#### [Seitenauszug]
-=-=-

Oberlandesgericht Oldenburg
Urt. v. 09.11.1995, Az.: 8 U 113/95
Anforderungen an die Zurückweisung verspäteten Vorbringens unter dem Aspekt eines wesentlichen Verfahrensmangels; Umfang der Überprüfung der Verspätungsvorschriften durch die Berufungsinstanz
Bibliographie
- Gericht
- OLG Oldenburg
- Datum
- 09.11.1995
- Aktenzeichen
- 8 U 113/95
- Entscheidungsform
- Urteil
- Referenz
- WKRS 1995, 29059
- Entscheidungsname
- [keine Angabe]
- ECLI
- ECLI:DE:OLGOL:1995:1109.8U113.95.0A
Rechtsgrundlagen
- § 296 ZPO
- Art. 103 GG
Amtlicher Leitsatz
Im Falle der Zurückweisung verspäteten Vorbringens nach § 296 ZPO muss das Urteil erkennen lassen, ob die Zurückweisung auf Absatz 1 oder 2 gestützt wird. Andernfalls liegt ein wesentlicher Verfahrensmangel vor.
Gründe
Das Landgericht hat bei der Anwendung der Präklusionsvorschrift des § 296 ZPO verfahrensfehlerhaft gehandelt. Dies begründet einen wesentlichen Verfahrensmangel im Sinne des § 539 ZPO, zumal die so erfolgte Zurückweisung des Vortrags der Beklagten in deren Schriftsatz vom 9.März 1995 ihr Recht aus Art. 103 GG auf Gewährung umfassenden rechtlichen Gehörs verletzt (vgl. Zöller-Gummer, ZPO, 19. Aufl., § 539Rndr. 13). Da die betroffenen Verteidigungsmittel der Beklagten nicht "zu Recht zurückgewiesen worden sind", ist deren Berücksichtigung im zweiten Rechtszug auch nicht gem. § 528 Abs. 3 ZPO ausgeschlossen.
Die Verfahrensweise des Landgerichts ist für den Senat mangels ausreichender Begründung der getroffenen Zurückweisungsentscheidung nicht überprüfbar. Das Berufungsgericht darf die erstinstanzliche Anwendung der Verspätungsvorschriften lediglich einer Rechtskontrolle unterziehen und ist deshalb auch dann gehindert, eine fehlerhafte Begründung durch eine eigene zu ersetzen, wenn nach dem Akteninhalt die sachlichen Voraussetzungen für eine Zurückweisung nach den Tatbeständen des § 296 Abs. 1 und / oder Abs. 2 ZPO gegeben sind (BGH NJW 1981,2255; 1990,1302, 1304 [BGH 13.12.1989 - VIII ZR 204/82]; 1992, 1965 [BGH 01.04.1992 - VIII ZR 86/91]; OLG Düsseldorf, NJW 1987, 507, 508 [OLG Düsseldorf 26.02.1986 - 19 U 44/85]; Zöller-Gummer, a.a.O., § 528 Rndnr. 32). Bei der angefochtenen Entscheidung fehlt die für eine Rechtskontrolle ausreichende Begründung schon deshalb, weil nicht zu erkennen ist, ob das Landgericht sich auf den eine Fristversäumung voraussetzenden Tatbestand der obligatorischen Zurückweisung nach § 296 Abs. 1 ZPO stützen oder eine Ermessensentscheidung nach § 296 Abs. 2 ZPO mit dem Vorwurf grob nachlässigen Prozessverhaltens treffen wollte. Der Senat kann diese Frage auch nichtoffen lassen, weil sowohl die Wahl der anzuwendenden Regelung (BGH NJW 1982, 1708, 1710) [BGH 22.04.1982 - VII ZR 160/81] als auch die für die Zurückweisungsentscheidung erforderliche erstmalige Tatbestandskonkretisierung (namentlich die Ermessensentscheidung nach § 296 Abs. 2 ZPO) ausschließlich dem erstinstanzlichen Gericht obliegt.

-=-=-

#### [Bereitgestellte Daten]
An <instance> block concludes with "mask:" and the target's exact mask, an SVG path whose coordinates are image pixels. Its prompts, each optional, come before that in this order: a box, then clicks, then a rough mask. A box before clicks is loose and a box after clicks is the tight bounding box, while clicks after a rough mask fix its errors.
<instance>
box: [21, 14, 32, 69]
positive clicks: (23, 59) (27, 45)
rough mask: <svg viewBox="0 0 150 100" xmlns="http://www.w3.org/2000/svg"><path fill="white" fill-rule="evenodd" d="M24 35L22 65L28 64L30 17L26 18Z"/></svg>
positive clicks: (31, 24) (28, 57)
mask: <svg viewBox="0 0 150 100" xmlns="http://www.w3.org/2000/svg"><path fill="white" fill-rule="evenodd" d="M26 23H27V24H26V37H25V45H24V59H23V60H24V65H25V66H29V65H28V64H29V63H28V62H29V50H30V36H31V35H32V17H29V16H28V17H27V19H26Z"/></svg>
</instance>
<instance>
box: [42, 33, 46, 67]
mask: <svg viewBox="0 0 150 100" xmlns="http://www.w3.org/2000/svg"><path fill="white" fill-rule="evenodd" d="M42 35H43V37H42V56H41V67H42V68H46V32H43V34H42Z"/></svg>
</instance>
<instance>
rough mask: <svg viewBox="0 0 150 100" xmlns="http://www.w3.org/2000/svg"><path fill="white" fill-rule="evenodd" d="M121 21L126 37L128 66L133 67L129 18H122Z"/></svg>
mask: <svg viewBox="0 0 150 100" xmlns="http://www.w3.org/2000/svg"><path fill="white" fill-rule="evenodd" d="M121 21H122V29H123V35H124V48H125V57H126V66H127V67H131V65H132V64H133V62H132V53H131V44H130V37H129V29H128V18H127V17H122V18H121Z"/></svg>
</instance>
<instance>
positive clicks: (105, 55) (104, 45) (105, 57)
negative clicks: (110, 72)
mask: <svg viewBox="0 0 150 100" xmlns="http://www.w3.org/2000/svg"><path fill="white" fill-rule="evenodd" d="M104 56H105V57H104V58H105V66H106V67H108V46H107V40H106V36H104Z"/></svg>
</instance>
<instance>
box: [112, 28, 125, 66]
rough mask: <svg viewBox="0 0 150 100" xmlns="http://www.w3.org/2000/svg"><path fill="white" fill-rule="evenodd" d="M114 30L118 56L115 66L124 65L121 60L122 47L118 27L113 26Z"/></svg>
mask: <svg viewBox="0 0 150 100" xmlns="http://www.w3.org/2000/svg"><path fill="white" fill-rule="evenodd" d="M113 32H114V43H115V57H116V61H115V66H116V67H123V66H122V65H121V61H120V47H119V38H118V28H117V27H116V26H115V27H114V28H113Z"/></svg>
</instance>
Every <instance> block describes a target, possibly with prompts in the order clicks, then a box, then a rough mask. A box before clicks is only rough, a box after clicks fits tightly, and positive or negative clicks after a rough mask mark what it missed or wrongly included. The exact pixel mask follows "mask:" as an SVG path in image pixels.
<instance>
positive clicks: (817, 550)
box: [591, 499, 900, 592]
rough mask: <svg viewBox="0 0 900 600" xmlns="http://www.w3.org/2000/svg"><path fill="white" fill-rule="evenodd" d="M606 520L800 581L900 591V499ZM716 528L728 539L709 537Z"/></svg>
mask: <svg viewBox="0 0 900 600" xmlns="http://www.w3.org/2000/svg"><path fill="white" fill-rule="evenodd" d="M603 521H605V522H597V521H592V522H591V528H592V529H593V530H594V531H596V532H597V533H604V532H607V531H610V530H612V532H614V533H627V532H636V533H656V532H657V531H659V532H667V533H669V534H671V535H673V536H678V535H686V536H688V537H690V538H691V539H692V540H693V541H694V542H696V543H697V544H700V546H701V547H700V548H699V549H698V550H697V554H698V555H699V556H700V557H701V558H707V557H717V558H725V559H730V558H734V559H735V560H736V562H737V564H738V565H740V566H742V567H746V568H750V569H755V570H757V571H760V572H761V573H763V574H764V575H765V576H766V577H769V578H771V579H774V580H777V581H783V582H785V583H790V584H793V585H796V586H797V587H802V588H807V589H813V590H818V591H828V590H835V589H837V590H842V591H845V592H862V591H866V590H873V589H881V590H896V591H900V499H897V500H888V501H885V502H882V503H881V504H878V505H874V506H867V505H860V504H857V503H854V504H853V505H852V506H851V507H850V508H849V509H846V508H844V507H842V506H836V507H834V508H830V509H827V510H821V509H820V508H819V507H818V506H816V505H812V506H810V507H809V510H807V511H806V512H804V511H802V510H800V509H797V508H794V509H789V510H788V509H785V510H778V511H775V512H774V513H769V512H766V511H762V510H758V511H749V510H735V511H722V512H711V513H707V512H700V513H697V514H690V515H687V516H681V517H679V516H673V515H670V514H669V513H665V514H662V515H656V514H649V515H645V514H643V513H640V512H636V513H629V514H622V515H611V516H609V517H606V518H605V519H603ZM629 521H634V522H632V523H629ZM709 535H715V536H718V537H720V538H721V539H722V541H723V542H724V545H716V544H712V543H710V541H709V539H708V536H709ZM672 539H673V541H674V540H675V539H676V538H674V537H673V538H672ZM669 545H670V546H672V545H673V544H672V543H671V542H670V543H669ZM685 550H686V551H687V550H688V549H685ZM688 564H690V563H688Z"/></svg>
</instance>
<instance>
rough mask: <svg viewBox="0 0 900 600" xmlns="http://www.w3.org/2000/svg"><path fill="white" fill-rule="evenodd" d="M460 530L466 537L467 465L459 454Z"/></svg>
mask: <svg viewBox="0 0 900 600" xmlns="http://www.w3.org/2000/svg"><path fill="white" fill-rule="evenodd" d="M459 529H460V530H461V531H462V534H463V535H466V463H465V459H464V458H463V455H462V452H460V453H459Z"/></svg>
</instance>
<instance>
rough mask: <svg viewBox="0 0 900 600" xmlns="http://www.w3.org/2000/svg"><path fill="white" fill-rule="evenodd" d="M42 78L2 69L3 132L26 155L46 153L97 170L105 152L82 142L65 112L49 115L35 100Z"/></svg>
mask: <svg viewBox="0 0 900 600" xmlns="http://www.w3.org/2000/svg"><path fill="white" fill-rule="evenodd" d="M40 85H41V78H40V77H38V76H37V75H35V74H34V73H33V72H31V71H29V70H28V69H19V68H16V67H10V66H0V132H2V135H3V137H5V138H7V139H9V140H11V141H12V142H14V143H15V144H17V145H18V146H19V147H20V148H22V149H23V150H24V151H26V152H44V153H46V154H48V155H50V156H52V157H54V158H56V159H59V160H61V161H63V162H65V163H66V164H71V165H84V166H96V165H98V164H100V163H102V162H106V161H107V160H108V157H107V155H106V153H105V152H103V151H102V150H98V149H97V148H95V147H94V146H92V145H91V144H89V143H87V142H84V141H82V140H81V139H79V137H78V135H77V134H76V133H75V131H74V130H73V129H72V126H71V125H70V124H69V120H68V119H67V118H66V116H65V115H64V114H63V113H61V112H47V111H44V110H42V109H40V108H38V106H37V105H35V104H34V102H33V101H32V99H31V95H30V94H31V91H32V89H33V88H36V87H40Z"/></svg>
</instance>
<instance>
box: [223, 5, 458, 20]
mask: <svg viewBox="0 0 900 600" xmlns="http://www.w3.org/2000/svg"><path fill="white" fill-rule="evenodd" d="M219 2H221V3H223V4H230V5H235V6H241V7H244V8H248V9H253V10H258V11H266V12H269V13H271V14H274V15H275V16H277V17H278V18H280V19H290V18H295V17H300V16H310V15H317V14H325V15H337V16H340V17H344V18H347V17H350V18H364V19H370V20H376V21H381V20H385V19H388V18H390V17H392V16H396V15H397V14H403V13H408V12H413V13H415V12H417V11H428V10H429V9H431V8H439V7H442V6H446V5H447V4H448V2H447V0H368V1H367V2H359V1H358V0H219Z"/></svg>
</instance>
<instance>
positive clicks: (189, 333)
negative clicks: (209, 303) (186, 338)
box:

-=-=-

#### [Aufgabenstellung]
Führen Sie das Urteil zur Zurückweisung verspäteten Vorbringens im Anschluss an seinen letzten Satz weiter. Die Zeilen sind hierfür ohne Bedeutung.

#### [Ergebnis der Übung]
Das angefochtene Urteil beruht auf dem vorbezeichneten Verfahrensfehler und lässt sich auch nicht aus anderen Gründen aufrechthalten. Das Landgericht ist davon ausgegangen, dass dem Vortrag der Beklagten in dem Schriftsatz vom 9. März 1995 prinzipiell entscheidungserhebliche Bedeutung zukommt und hinsichtlich der nach dem nunmehr hinreichend konkretisierten Vortrag prozessual relevant gewordenen Streitfragen in tatsächlicher Hinsicht eine weitere Sachaufklärung geboten ist. Diese Einschätzung entspricht auch der Rechtsauffassung des Senats (... wird ausgeführt).
Eine eigene Sachentscheidung durch den Senat ist nicht sachdienlich. Auf der Basis des bisherigen Sach- und Streitstandes ist eine abschließende Entscheidung nicht möglich. Eine Entscheidung über einen Teil des Streitstoffs ist, soweit dies überhaupt nach Maßgabe der Rechtsprechung zu § 301 ZPO (Zöller-Vollkommer, a.a.O., § 301 Rn. 7 ff.) zulässig wäre, jedenfalls nicht angemessen (§ 301 Abs.2 ZPO).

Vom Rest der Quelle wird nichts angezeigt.